- INSTRUCTIONS FOR THE TASK -
Your answer must consist solely of the line containing "Exercise. Point to the handlebar" and each line after it through the end of the data, copied exactly.

- MATERIAL FOR THIS EXERCISE -
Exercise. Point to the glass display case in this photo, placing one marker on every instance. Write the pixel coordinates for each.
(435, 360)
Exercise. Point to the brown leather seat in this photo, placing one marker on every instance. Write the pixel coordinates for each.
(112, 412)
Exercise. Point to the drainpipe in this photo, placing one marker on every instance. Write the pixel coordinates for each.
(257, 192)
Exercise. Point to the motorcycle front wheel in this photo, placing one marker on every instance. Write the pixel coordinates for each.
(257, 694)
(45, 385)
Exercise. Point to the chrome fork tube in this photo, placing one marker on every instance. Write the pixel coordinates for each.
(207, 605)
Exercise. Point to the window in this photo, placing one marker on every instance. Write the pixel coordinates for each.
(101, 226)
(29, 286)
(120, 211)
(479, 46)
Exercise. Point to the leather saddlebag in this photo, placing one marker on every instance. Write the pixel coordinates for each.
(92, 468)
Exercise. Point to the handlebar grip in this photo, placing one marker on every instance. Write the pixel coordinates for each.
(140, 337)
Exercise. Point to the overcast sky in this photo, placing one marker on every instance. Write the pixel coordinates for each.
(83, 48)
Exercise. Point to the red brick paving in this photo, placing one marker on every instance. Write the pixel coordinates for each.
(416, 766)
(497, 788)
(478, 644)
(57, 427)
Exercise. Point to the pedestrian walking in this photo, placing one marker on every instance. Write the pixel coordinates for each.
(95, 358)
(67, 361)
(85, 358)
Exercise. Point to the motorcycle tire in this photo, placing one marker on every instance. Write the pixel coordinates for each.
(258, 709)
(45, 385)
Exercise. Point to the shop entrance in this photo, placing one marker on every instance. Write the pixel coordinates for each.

- RESULT OF THE TASK -
Exercise. Point to the handlebar grip in this photo, placing one marker on every instance. Write the pixel coordinates for each.
(140, 337)
Exercise. Point to the overcast sky in this photo, placing one marker on every instance. Write the pixel coordinates for each.
(83, 48)
Exercise. Point to the red brick paving in this photo, placing one marker on every instance. Write the pixel coordinates for each.
(416, 766)
(497, 788)
(478, 644)
(57, 427)
Exercise. Point to the pedestrian walking in this photo, placing one marker on every instance. Write the pixel coordinates for each.
(95, 358)
(67, 361)
(85, 358)
Exercise. Point to the motorcycle tire in this photo, placing one marker on every instance. Write the pixel coordinates for each.
(258, 709)
(45, 385)
Exercise. Point to the shop entrance in this photo, placing one marker on every instance. Write the pixel coordinates for each.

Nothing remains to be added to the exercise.